Tarot Cards & Fishing Kings: The Women of T. S. Eliot’s Waste Land

Tiresias, transformed female by Hera after striking two mating serpents with a stick
(Johann Ulrich Krauss, c. 1690)

T. S. Eliot’s The Waste Land aspires for universality and the disruption of boundaries between one character and another. But the stated goal of creating a poem where “all the women are one woman” presents challenges, potentially leading to a work that lacks nuance.1 The women in The Waste Land, while they have an important role to play, are nonetheless constrained by the tropes and archetypes that Eliot draws on to construct his narrative. However, the poem also uses these archetypes in ironic ways, updating them to a more modern era, including women in roles previously not occupied, and presenting women as more multifaceted than in the original myths alluded to.  

The Waste Land can be read as an allegory for the Fisher King legend. While there have been many variations of the story, most commonly King Arthur is wounded and unable to do anything but fish while his land becomes infertile around him. Only the Grail is able to return the king–and the land–back to health. This legend contains themes and motifs common throughout world mythology, as was explored in Sir James Frazer’s The Golden Bough and Jessie Weston’s From Ritual to Romance, the later text being a major source of inspiration for Eliot. From Ritual to Romance explores the idea of a universal “vegetation ceremony,” or a shared myth among disparate cultures relating the health of the land to the sacrifice of a king.  

Traditions from ancient Egyptian polytheism to Christianity all have stories about a connection between the death of a king and the fertility of the land. In many stories, there is a direct connection between the youth and masculinity of the king with the fertility of the land. Weston related a belief from the Shilluk people of modern-day South Sudan, where if the king is “allowed to become old or feeble…[where one] of the signs of failing energy is the King’s inability to fulfill the desires of his wives,” he must be killed or the land will come to ruin and his people to misfortune.2

Additionally, King Arthur is described as being wounded in the upper thigh or groin, depending on the telling, which many have interpreted as him being castrated or otherwise rendered impotent. This view of reproductive ability as a source of agency and power becomes more complicated when looking at the role of women in the poem.

Unlike many other characters in The Waste Land, both Tiresias and a fisherman (presumably the Fisher King) talk in the first person. While Tiresias is closely associated with all of the characters in the poem, as he observes and inhabits the minds of all the characters, he nevertheless does bear a striking resemblance to the Fisher King. He is passive (“a mere spectator and not indeed a ‘character,’”), sits by the side of the water (“I who have sat by Thebes”), and lacks traditional signs of virility (“Old man with wrinkled female breasts”), just as the Fisher King does.3 If Tiresias is read as a Fisher King figure in his own right, it means that the failure of the land is, if perhaps not his fault, then certainly closely linked to him. A visionary figure, Tiresias is nevertheless powerless to change the situation he helped create.

→ REQUESTS:
1) Using the essay on the women of The Waste Land, explain in one to three sentences why Tiresias resembles the Fisher King.
2) List every book or poem named by title in the essay on the women of The Waste Land.
3) Write the next paragraph of the essay on the women of The Waste Land, picking up after its final sentence.

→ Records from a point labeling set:
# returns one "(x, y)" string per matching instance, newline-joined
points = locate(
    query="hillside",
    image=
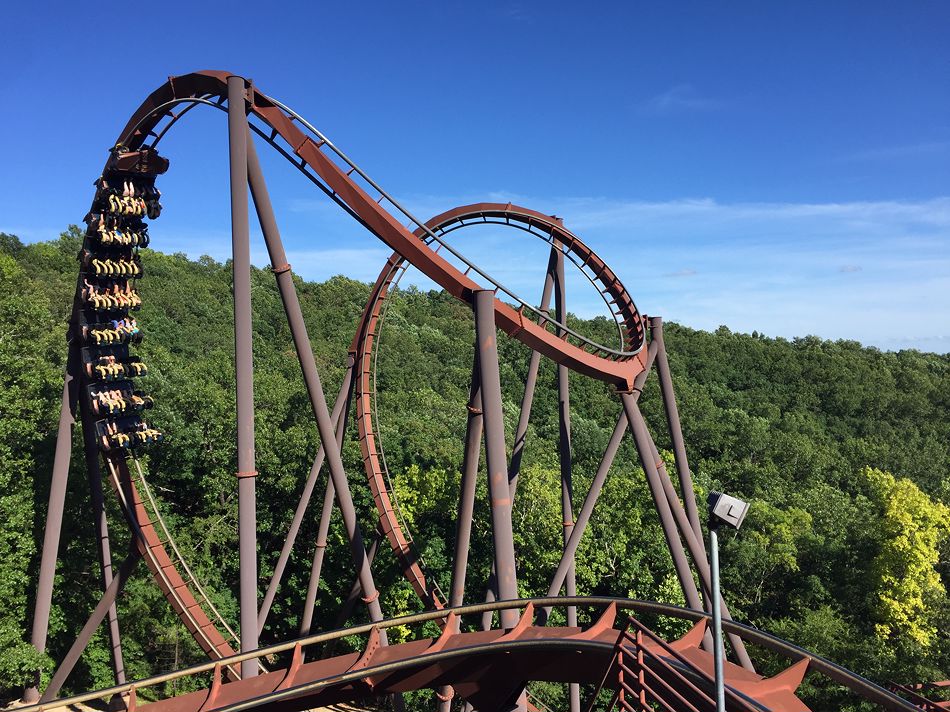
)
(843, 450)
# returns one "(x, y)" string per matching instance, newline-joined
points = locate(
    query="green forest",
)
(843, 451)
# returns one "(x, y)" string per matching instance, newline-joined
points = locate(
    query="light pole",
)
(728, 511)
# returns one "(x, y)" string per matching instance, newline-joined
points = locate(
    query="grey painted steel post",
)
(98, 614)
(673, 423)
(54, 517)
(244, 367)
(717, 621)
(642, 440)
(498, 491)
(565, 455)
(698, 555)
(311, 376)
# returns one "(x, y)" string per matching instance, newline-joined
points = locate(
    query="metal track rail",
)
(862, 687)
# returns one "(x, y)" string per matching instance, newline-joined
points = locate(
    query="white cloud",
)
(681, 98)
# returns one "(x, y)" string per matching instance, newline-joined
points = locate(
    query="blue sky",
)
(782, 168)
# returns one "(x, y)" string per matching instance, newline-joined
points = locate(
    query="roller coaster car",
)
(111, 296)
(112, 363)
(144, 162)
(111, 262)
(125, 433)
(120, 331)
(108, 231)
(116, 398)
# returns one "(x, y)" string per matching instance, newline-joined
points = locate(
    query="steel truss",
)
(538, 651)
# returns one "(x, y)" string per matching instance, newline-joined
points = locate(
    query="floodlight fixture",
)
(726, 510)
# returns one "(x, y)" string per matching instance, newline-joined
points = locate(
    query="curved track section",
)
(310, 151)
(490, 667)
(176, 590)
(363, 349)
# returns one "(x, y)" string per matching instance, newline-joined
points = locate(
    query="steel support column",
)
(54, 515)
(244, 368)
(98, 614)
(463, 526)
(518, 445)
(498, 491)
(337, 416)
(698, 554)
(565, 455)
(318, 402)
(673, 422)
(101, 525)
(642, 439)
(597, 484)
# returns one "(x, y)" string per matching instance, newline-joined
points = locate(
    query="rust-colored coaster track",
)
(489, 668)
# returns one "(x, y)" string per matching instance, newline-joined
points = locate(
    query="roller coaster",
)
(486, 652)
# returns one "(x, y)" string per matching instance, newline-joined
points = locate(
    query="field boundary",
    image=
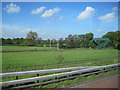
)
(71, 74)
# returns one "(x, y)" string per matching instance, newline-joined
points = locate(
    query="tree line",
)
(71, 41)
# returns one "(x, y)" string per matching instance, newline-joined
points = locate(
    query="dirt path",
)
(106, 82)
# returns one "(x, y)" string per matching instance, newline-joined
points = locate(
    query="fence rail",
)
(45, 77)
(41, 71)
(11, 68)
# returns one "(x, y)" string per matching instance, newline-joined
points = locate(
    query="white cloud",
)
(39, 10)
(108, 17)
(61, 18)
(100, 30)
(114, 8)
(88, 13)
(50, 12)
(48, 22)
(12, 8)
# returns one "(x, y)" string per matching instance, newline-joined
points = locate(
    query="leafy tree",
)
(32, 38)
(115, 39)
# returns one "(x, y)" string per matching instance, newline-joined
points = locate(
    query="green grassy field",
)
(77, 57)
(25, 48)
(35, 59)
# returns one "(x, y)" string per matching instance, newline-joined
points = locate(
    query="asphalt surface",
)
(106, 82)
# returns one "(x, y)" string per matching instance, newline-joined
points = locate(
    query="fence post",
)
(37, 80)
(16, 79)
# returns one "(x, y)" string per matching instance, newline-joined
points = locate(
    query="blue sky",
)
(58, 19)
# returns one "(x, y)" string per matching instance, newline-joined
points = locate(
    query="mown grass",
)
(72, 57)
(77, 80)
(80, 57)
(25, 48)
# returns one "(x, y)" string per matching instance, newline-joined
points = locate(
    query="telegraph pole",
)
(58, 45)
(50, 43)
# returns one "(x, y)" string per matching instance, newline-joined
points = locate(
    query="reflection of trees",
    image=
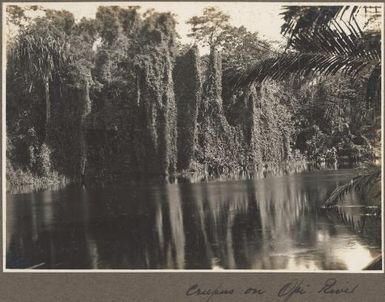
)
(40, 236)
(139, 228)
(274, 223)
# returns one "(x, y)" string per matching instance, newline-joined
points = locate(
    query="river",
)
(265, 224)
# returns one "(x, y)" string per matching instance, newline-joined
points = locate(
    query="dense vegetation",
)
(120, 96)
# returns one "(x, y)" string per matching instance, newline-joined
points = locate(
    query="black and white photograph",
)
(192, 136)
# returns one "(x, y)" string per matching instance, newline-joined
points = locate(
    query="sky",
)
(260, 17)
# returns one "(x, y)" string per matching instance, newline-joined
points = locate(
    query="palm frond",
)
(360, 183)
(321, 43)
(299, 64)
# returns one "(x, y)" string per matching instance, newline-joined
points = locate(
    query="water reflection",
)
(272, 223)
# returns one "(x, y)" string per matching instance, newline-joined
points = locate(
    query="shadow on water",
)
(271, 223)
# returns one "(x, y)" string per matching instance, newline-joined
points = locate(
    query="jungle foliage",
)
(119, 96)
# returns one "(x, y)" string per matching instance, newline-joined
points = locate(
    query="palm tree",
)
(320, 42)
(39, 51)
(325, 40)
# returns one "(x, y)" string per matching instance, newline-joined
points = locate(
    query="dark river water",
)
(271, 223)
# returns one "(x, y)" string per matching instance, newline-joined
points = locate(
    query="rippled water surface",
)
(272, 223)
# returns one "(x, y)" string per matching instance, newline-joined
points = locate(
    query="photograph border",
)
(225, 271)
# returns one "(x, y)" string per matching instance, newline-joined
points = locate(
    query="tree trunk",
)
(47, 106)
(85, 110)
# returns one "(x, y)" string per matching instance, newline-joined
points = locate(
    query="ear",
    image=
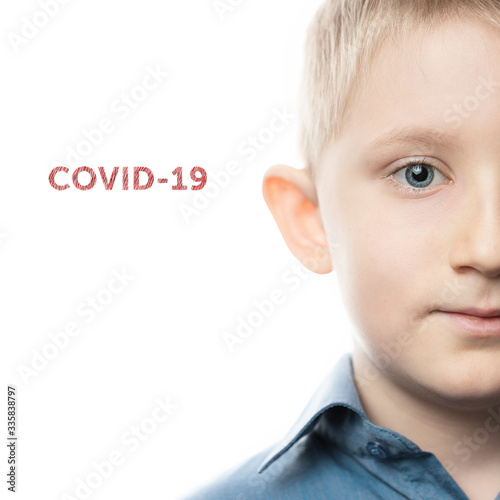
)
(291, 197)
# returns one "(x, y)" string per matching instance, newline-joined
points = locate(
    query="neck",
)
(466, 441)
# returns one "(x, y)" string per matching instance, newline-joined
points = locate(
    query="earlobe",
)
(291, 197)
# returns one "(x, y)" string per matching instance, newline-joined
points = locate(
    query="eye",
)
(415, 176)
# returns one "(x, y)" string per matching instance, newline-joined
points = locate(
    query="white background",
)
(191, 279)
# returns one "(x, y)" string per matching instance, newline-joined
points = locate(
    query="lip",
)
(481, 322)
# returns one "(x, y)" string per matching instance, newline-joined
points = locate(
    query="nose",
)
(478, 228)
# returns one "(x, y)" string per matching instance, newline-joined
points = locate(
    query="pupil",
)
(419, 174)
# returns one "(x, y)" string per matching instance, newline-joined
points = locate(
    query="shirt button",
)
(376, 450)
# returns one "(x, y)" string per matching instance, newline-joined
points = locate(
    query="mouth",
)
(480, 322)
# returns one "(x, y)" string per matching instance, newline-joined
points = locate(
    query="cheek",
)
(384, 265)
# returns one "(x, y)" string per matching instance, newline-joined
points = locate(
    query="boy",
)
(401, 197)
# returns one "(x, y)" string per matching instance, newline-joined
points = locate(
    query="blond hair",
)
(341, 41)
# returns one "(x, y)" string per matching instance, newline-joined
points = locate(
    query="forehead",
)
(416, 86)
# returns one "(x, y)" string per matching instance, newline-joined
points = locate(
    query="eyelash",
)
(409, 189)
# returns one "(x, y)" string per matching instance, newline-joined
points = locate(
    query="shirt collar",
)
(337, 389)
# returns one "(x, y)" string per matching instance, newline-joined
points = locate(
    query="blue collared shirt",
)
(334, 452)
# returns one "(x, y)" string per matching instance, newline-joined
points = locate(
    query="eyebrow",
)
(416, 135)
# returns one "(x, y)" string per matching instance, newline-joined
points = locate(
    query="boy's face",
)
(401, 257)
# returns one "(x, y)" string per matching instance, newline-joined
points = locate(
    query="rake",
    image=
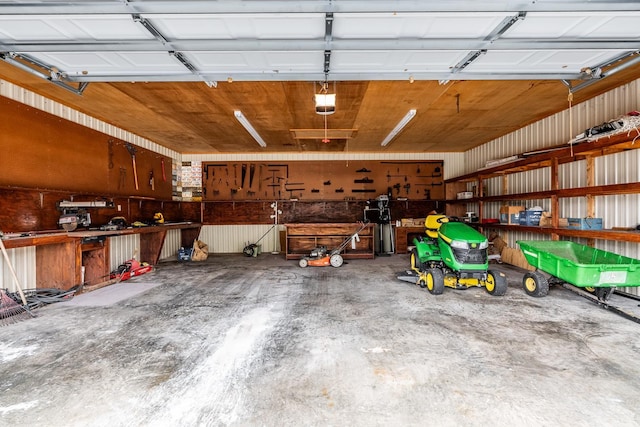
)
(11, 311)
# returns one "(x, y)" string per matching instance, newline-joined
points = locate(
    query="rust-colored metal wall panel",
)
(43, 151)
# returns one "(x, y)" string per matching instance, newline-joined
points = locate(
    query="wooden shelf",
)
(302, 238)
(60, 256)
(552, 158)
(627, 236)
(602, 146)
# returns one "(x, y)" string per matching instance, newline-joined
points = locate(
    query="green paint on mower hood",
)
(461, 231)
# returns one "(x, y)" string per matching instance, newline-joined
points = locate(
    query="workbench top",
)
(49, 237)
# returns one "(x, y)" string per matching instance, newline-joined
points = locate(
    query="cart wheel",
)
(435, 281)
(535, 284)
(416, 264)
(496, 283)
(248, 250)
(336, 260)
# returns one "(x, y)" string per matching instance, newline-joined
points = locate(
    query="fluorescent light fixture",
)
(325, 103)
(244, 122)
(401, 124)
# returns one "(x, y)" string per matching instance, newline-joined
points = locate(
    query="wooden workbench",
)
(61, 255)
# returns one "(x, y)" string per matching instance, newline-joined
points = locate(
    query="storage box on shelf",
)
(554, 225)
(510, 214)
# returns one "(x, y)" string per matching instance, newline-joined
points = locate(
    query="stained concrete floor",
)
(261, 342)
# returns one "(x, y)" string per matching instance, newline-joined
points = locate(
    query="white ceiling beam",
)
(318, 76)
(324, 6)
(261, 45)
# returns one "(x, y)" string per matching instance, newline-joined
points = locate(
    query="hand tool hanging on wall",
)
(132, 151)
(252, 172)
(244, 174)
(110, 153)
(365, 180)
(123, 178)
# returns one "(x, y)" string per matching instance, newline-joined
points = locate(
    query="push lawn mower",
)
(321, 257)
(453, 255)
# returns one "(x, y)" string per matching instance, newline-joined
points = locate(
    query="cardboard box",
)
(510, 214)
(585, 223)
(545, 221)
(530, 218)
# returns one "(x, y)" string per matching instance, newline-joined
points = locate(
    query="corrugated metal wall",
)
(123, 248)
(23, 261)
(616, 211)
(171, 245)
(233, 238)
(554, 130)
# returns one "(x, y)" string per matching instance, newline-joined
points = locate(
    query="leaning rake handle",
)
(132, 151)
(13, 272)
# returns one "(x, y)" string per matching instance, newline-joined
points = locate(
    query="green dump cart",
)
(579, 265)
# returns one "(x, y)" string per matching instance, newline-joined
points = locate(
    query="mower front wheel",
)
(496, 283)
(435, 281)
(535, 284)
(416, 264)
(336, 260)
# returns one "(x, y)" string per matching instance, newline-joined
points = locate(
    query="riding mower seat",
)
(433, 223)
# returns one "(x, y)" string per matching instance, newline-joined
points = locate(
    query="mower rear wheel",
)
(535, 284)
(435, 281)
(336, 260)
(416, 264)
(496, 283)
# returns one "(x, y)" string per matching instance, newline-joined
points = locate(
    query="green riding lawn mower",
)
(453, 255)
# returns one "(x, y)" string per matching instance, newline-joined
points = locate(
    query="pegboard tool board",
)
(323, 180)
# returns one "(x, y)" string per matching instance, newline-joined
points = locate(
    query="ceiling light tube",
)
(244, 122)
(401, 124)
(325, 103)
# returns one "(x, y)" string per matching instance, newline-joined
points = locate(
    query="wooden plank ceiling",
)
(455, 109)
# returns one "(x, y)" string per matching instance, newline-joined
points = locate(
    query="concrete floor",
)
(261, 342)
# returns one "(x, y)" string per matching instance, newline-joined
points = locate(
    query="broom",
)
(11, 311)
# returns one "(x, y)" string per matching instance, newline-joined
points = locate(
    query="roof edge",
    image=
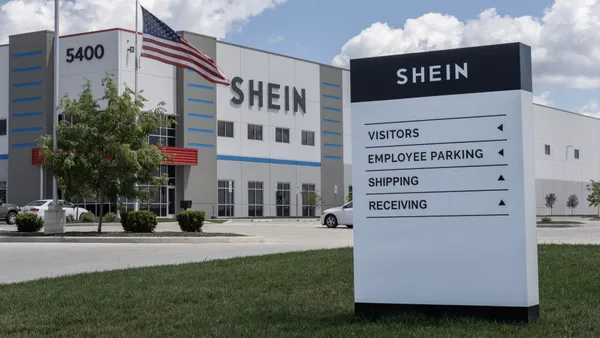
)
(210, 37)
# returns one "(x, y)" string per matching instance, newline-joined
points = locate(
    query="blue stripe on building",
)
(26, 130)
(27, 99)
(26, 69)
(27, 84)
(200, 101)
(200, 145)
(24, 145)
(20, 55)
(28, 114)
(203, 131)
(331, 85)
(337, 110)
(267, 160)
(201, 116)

→ ANSWERS TO THE EXERCISE:
1) Like the Fisher King, Tiresias is passive, "a mere spectator and not indeed a 'character.'" He sits by the side of the water ("I who have sat by Thebes") and lacks traditional signs of virility ("Old man with wrinkled female breasts").

2)
- The Waste Land
- The Golden Bough
- From Ritual to Romance

3)
As Tiresias is, in some ways, every character in the poem, his position as the Fisher King helps to capture the paralysis and frustration felt by many in the Lost Generation, where “the only relief of a personal and wholly insignificant grouse against life” was to hope for the destruction that would inevitably bring about rejuvenation.4 Throughout the poem, women are placed in situations that, while could be viewed as misogynistic, could also be read as a depiction of the claustrophobia felt by a society that limited their choices. While Tiresias might be able to be “throbbing between two lives,” women throughout the majority of history weren’t able to.5

Robert Graves and Carl Jung popularized the idea of a universal “triple goddess” myth. For example, the Roman deity Diana was considered in the ancient Roman to be three goddess known as Diana triformis— goddess of the hunt, goddess of the moon, and goddess of the underworld.6 It is important to note that interpretations of the triple goddess archetype as containing a “maiden, mother, and crone,” while initially common in academic works, are considered today to be of dubious historical value. Regardless, interpreting womanhood as falling into three distinct stages (a lover or object of desire, a mother, and an elderly or wise woman) is prevalent throughout art and literature, even if the conflation with the triple goddess archetype may be more contemporary to Eliot than the Greeks.

A drawing of a statue of a triple goddess–Hekate (magic & the underworld), Diana (wilderness & the hunt), and Selene (the moon)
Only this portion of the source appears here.